[Exercise input]
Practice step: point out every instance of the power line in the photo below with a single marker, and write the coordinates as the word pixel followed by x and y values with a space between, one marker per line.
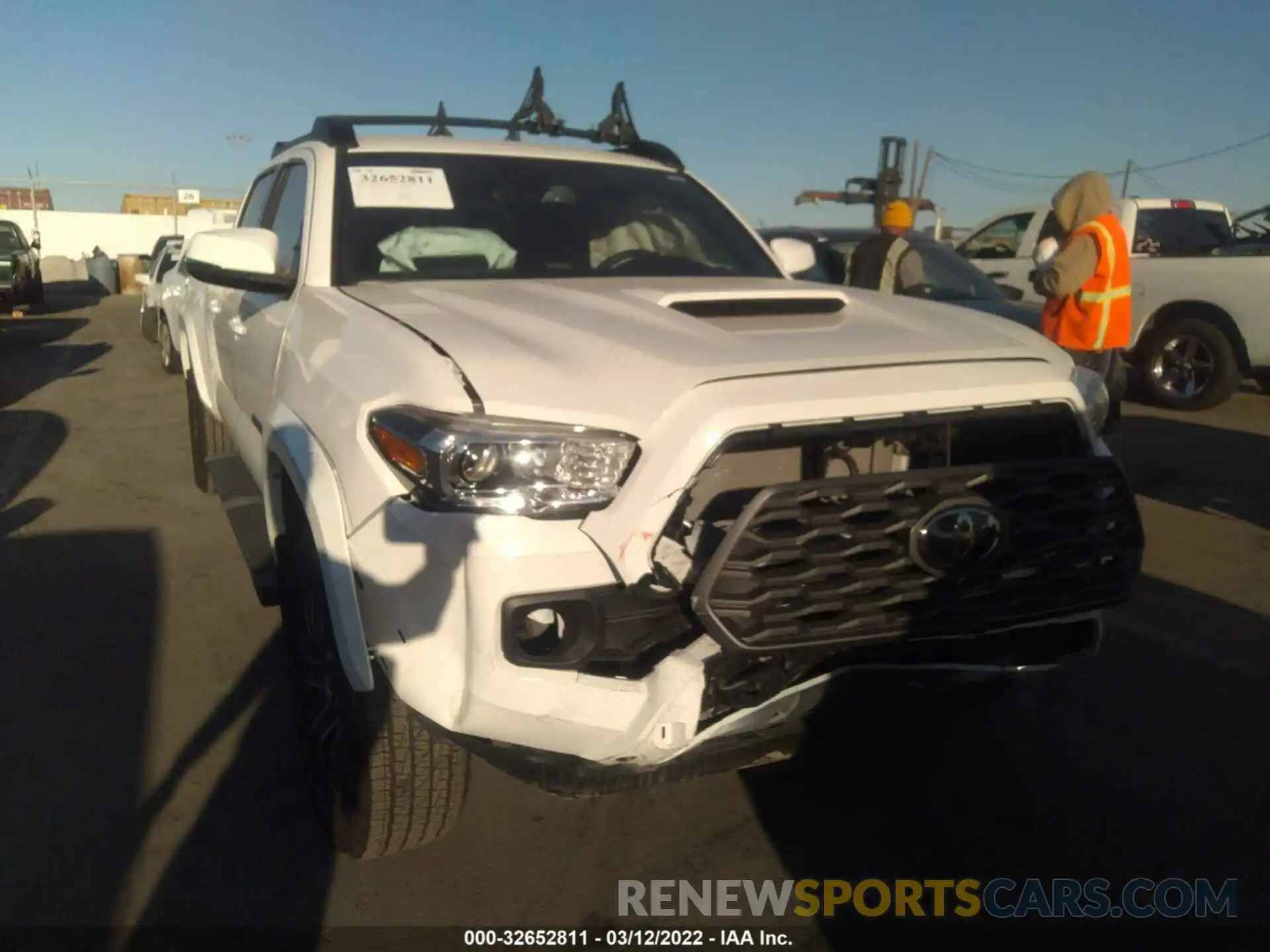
pixel 951 161
pixel 1209 154
pixel 1171 164
pixel 1151 180
pixel 986 182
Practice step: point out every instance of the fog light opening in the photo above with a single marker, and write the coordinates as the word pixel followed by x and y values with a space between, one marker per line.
pixel 541 633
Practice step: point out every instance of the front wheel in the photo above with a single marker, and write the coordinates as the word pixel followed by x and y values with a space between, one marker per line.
pixel 380 782
pixel 207 436
pixel 168 357
pixel 149 324
pixel 1188 365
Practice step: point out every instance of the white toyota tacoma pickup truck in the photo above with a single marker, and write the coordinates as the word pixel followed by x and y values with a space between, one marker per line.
pixel 1201 323
pixel 560 469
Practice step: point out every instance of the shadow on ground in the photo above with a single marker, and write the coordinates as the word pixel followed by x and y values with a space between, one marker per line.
pixel 1199 466
pixel 1140 762
pixel 34 356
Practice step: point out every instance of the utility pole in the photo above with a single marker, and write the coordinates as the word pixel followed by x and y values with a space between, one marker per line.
pixel 926 168
pixel 34 211
pixel 912 177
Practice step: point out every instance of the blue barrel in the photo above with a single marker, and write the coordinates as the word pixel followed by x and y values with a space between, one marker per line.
pixel 103 276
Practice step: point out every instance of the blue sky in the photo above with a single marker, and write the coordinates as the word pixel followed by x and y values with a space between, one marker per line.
pixel 761 99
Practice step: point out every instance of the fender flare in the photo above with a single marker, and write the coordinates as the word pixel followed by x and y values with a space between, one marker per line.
pixel 190 360
pixel 292 450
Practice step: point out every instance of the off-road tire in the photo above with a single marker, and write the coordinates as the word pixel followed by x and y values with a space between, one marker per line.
pixel 168 356
pixel 207 436
pixel 392 785
pixel 1226 367
pixel 150 325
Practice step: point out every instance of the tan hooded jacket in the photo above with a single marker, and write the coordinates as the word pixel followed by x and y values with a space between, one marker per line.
pixel 1082 200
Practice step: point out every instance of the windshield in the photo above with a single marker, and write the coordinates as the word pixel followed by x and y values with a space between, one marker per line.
pixel 948 276
pixel 487 216
pixel 11 240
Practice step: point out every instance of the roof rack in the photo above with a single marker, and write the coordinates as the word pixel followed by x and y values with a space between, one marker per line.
pixel 535 118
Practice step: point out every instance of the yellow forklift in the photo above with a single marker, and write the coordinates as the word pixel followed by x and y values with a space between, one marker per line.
pixel 883 188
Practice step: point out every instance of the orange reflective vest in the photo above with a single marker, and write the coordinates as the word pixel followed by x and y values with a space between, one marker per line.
pixel 1096 317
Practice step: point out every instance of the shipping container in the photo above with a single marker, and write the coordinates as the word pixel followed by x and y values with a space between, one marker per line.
pixel 18 197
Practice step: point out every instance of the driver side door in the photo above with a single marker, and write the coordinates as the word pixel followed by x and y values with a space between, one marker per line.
pixel 222 311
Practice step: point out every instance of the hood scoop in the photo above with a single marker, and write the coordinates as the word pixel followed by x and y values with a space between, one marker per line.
pixel 756 306
pixel 759 314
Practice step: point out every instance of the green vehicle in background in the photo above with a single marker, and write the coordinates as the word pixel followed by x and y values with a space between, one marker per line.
pixel 21 278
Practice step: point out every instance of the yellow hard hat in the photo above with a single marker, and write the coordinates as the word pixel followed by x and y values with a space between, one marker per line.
pixel 897 215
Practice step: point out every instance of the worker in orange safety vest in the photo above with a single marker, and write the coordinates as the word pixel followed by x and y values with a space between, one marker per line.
pixel 1087 285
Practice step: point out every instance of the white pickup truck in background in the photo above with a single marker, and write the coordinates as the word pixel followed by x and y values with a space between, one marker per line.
pixel 1199 315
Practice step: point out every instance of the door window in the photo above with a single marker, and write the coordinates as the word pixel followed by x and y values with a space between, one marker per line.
pixel 253 212
pixel 999 240
pixel 1050 229
pixel 288 219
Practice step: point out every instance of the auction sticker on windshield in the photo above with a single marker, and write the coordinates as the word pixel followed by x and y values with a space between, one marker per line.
pixel 399 187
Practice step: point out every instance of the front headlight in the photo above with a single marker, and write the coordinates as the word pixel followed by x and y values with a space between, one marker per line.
pixel 1094 393
pixel 513 467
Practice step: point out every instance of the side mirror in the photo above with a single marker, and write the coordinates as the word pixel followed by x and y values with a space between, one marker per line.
pixel 794 255
pixel 245 259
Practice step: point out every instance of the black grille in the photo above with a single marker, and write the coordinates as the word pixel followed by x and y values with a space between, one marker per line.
pixel 828 561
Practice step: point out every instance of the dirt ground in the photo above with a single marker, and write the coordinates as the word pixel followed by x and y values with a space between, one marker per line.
pixel 149 772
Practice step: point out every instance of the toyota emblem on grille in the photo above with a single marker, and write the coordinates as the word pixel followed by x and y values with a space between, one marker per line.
pixel 958 537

[What is expected] Your reply should be the entries copied exactly, with all images omitted.

[Exercise response]
Practice step: point out every instance of the power line in the photo below with a single marker, and write the coordinates as the word pixel followed by x and y values with a space between, one marker per line.
pixel 951 161
pixel 1209 154
pixel 1171 164
pixel 1151 180
pixel 986 182
Practice step: point out every instance of the fog light opening in the photo above with a single marker, and write the coordinates as the word pixel followed by x and y values with a space between, one marker per line.
pixel 541 633
Practice step: point out every instance of the front wheel in the photo above with a single marker, and write the coordinates as the word pixel followed by x and y values with a space between, one marker per line.
pixel 380 782
pixel 207 436
pixel 168 357
pixel 149 324
pixel 1188 365
Practice step: point out every instance of the white toyota tacoma pickup truck in the photo above with a single marker, and write the coordinates as the word pixel followed by x and y values with a space between, one marker per line.
pixel 1201 323
pixel 560 469
Practice step: point out every instance of the shadow on ground in the photo above with a single marker, and write the coordinates as the word pixel followed by x and y values with a space between, one marker per line.
pixel 1199 466
pixel 1140 762
pixel 34 356
Practice step: point out every instance of the utility pole in the photo above with a single marker, and write the coordinates as the word pixel followed by x and y values with a space between, one marker per line.
pixel 926 168
pixel 34 211
pixel 912 177
Practice step: point out every instance of the blue barrel in the photo above with a single marker, and write the coordinates as the word pixel followed by x and y values with a space between, one marker per line.
pixel 103 276
Practice step: point out every instance of the blue sky in the photo above with a single marker, and write the coordinates as the word pixel followed by x and y values with a space between, one marker per line.
pixel 761 99
Practice step: point out every instance of the fender flare in the photo above with a single marker, and write the coordinates as the word pixel followed by x and y values with a space between, one marker per line.
pixel 190 360
pixel 292 450
Practice step: point out every instance of the off-road tire in the photo above with a single marker, and write the coordinates as the word pixel followed by x and y values with a space between, one marker per line.
pixel 168 356
pixel 207 436
pixel 392 785
pixel 1226 367
pixel 150 325
Practice step: point out every instance of the tan hooded jacket in the photo above with a single marker, and write the coordinates as the word pixel followed by x and y values with a space between, one marker per line.
pixel 1082 200
Practice step: point out every instance of the windshield in the photo above with a single marker, and write the coordinates as the word pixel followed by x and y values with a space between, one marker per line.
pixel 948 276
pixel 487 216
pixel 11 240
Practice step: point out every instance of the roof rack in the photo above with a single marker, and write the coordinates as the word pixel followed by x and y values with a space between, one marker per line.
pixel 535 118
Practice step: point out every instance of the yellow forklift in the photo above with a single marker, and write the coordinates as the word pixel followed by x and y values with a space between, one marker per line.
pixel 883 188
Practice step: point out every instance of the orange reflective vest in the photo above with a single marker, and write the coordinates as the word pixel followed by x and y values with a space between, one marker per line.
pixel 1096 317
Practice step: point out every instance of the shipping container in the photo above with a single marker, and write the coordinates as the word pixel followed by x and y values with a space between, one marker per line.
pixel 18 197
Practice step: point out every instance of the driver side door in the photo above with a single marker, and write the coordinates as the word pixel followed by x and y values with a space between, one marker per line.
pixel 222 311
Practice step: point out every instance of the hood scoop in the photo above with a single marker, and write the coordinates as the word pixel followed by x and y values with a space between, one marker per line.
pixel 756 306
pixel 759 314
Practice step: point out every instance of the green vehicle in background in the photo above with a single marker, and write the coordinates as the word pixel followed by x and y values with a space between, one marker per line.
pixel 21 278
Practice step: point out every instance of the yellow hard hat in the photo above with a single marker, and write the coordinates as the word pixel followed by x and y values with a space between, one marker per line.
pixel 897 215
Practice step: point out every instance of the worker in orange safety vest in the photo above with a single marker, and write the coordinates as the word pixel followed by x and y values with a space between, one marker per line.
pixel 1087 285
Practice step: point out every instance of the white pickup truck in background in the photo above with a single marker, and write the coordinates as the word pixel followed by x and y values with a space between, one marker per line.
pixel 1199 315
Practice step: point out every instance of the door window in the photo above with a single marker, and write the coordinates as the word pixel followed by x and y values with a space between, one marker per line.
pixel 253 212
pixel 999 240
pixel 1050 229
pixel 288 219
Practice step: point out every instance of the auction sticker on windshield in the photo above with a single marker, and write the coordinates as the word pixel followed by x and y values with a space between, one marker per line.
pixel 399 187
Practice step: point out every instance of the front headlight in the photo above with a single marker, and write the coordinates as the word pixel followed by x and y values with a space between, one marker per line.
pixel 1094 393
pixel 513 467
Practice step: point out every instance of the side mirror in the photo above with a single marker, and write the coordinates as the word pixel followed by x and y values with a space between, one marker per line.
pixel 794 255
pixel 245 259
Practice step: point out every instance of the black grille in the photo above with a single marker, and write the coordinates as the word pixel followed by x and y values with a space between, one marker per line.
pixel 828 561
Practice step: point out every instance of the dirt ground in the photo above with a single marker, and write the coordinates as the word pixel followed by x and y values with a space between, one marker per line.
pixel 149 772
Practice step: point out every instance of the toyota emblem on grille in the photo above with a single marker, and write the coordinates as the word pixel followed by x and y values with a space between, one marker per line.
pixel 958 537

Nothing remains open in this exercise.